WHAT IS NEEDED
Provide an exact repetition of every entry, with no word altered.

________________

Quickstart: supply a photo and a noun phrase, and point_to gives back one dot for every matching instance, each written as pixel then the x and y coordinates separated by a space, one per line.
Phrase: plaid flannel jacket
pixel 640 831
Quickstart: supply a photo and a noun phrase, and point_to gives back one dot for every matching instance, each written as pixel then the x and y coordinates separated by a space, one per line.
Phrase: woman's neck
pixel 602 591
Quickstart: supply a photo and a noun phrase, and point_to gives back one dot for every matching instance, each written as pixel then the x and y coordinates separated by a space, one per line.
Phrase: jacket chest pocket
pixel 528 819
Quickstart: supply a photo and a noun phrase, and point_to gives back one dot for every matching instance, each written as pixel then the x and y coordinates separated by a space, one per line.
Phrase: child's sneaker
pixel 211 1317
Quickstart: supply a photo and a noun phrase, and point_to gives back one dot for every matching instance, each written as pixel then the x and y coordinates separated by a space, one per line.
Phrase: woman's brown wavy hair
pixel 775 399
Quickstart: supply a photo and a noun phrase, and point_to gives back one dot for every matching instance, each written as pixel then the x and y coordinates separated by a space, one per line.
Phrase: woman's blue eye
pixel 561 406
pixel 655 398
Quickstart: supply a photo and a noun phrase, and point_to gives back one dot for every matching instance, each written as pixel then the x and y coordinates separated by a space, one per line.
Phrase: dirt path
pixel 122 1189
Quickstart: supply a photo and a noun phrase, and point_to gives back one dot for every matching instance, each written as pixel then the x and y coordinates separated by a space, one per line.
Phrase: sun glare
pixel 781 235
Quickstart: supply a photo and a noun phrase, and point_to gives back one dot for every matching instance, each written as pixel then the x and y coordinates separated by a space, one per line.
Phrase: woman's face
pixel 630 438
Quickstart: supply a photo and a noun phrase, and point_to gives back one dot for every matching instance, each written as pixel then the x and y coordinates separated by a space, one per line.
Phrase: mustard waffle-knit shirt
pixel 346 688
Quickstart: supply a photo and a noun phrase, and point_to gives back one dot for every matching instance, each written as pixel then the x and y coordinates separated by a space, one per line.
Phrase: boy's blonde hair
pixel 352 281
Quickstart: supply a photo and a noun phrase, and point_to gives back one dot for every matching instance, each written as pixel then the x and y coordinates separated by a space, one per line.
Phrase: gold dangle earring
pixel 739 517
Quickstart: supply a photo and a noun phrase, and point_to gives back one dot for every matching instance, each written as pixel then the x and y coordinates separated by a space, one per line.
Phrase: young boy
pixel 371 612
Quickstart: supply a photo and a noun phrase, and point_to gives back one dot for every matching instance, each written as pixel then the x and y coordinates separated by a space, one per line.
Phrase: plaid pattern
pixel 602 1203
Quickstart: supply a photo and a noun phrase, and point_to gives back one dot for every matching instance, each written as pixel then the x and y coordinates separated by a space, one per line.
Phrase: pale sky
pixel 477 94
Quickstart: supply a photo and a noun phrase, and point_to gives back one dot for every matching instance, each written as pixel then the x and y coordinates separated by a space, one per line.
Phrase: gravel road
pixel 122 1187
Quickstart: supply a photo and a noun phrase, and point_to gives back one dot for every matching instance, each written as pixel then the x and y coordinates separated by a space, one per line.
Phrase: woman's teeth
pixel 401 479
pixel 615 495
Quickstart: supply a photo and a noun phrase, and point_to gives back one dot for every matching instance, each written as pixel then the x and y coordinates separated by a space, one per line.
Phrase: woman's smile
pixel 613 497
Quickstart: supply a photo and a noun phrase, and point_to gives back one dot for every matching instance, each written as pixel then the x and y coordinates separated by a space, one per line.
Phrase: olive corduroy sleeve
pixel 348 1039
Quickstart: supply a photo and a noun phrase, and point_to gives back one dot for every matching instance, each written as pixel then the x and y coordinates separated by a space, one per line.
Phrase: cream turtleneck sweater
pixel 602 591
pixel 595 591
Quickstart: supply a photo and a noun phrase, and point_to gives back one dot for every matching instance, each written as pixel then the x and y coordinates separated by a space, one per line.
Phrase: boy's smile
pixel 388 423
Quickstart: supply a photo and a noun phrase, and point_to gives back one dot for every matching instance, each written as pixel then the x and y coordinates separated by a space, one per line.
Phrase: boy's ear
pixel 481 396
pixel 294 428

________________

SOLUTION TO THE EXERCISE
Quickstart: supply a photo and a noun phrase, and point_to gives back one dot for every matching instance, each written as pixel then the x and y coordinates separated by a space, one per line.
Phrase: plaid flannel jacket
pixel 640 831
Quickstart: supply a photo and a noun phrase, and point_to gives back one dot for every matching instance, each written as pixel then the x and y coordinates separated by a space, one per line.
Phrase: woman's neck
pixel 602 591
Quickstart: supply a photo and a noun phrase, and point_to gives back one dot for every matching instance, each written as pixel then the x and y coordinates separated by a space, one per line.
Phrase: jacket chest pocket
pixel 528 819
Quickstart: supply a photo and a noun phrase, and point_to gives back one dot for every matching instance, each written as pixel then the x and y coordinates separated by a space, one per line.
Phrase: child's sneaker
pixel 211 1317
Quickstart: supply a photo and a noun phrase, and point_to gives back one dot for every matching instance, each written as pixel then the x and y coordinates separated by a space, one per line.
Phrase: woman's brown wavy hair
pixel 775 399
Quickstart: supply a photo and a noun phrase, and point_to gives back one dot for every matching instance, each written as pixel then the x and y coordinates separated by a space, one per line.
Phrase: woman's blue eye
pixel 561 406
pixel 655 398
Quickstart: supply a photo and a noun phrase, and point_to gives back one dot for every matching instance, each written as pixel then the x and y coordinates separated by a space, one per line.
Phrase: dirt path
pixel 122 1189
Quickstart: supply a photo and a noun phrase, and point_to gives back one dot for every matching instance, each written as pixel then the x and y coordinates separated by a space, one per line.
Phrase: sun glare
pixel 781 235
Quickstart: supply a photo and a noun phrase, and point_to gives back one dot for every matching instance, each written as pixel then the x and y coordinates separated by a space, one per line.
Phrase: woman's face
pixel 630 438
Quickstart: supply a photo and a noun phrase, and point_to gives back one dot for every matching instance, each written as pixel then the x and y coordinates separated by a space, one per line.
Phrase: mustard waffle-knit shirt
pixel 346 688
Quickstart: supply a photo and a noun phrase, and point_to gives back one dot for every matching instance, each written as pixel then the x and y coordinates separated by a space, one per line.
Phrase: boy's blonde hair
pixel 352 281
Quickstart: supply a photo and a noun phrase, and point_to gives back one dot for every matching instance, each written as pixel then the x and y coordinates separated by a space, one per line.
Phrase: gold dangle earring
pixel 739 517
Quickstart: supply a photo and a noun phrase, and point_to gives back one dot for every matching instance, each written as pixel then the x and y coordinates separated by a space, one per line.
Phrase: young boy
pixel 371 612
Quickstart: supply a photo and a noun phrase, and point_to gives back one dot for every matching instance, each written as pixel then the x and y coordinates separated by a space, one per line.
Phrase: plaid pattern
pixel 602 1203
Quickstart: supply a photo and a noun phrase, and point_to gives back one dot for every matching instance, each written as pixel then the x and y coordinates separated by a space, one per line.
Phrase: pale sky
pixel 477 94
Quickstart: supply a photo and a noun phrase, and point_to gives back one dot for every matching instance, each written as pixel then the x and y coordinates separated by a space, one per line.
Phrase: gravel road
pixel 122 1187
Quickstart: supply a photo and a noun phrase, and point_to gives back one dot for every matching instance, each written as pixel then the x and y coordinates separated by a space, one per line.
Phrase: woman's teeth
pixel 401 479
pixel 615 495
Quickstart: supply a photo and a noun phrase, and point_to gives back one dot for every matching instance, each written as pixel then the x and y coordinates separated by a space, one per line.
Phrase: woman's smile
pixel 613 497
Quickstart: supply a photo and a noun phrase, and point_to gives back one dot for every matching instance, each written as pixel then the x and y coordinates separated by a space, one per line.
Phrase: olive corduroy sleeve
pixel 348 1039
Quickstart: supply a photo and a noun phrase, and point_to gives back one dot for every matching instance, each written as pixel then the x and y coordinates separated by a space, one per line.
Phrase: cream turtleneck sweater
pixel 602 591
pixel 595 591
Quickstart: supply a photo and a noun phrase, and point_to gives back one dot for every matching instance, each written as pixel then the x and y coordinates separated by a space, one per line.
Phrase: boy's smile
pixel 388 423
Quickstart: supply a photo and a noun phrase, and point_to gives back one dot for every matching instance, each written as pixel then the x and y coordinates separated by a space, one per line.
Phrase: boy's ear
pixel 481 396
pixel 294 428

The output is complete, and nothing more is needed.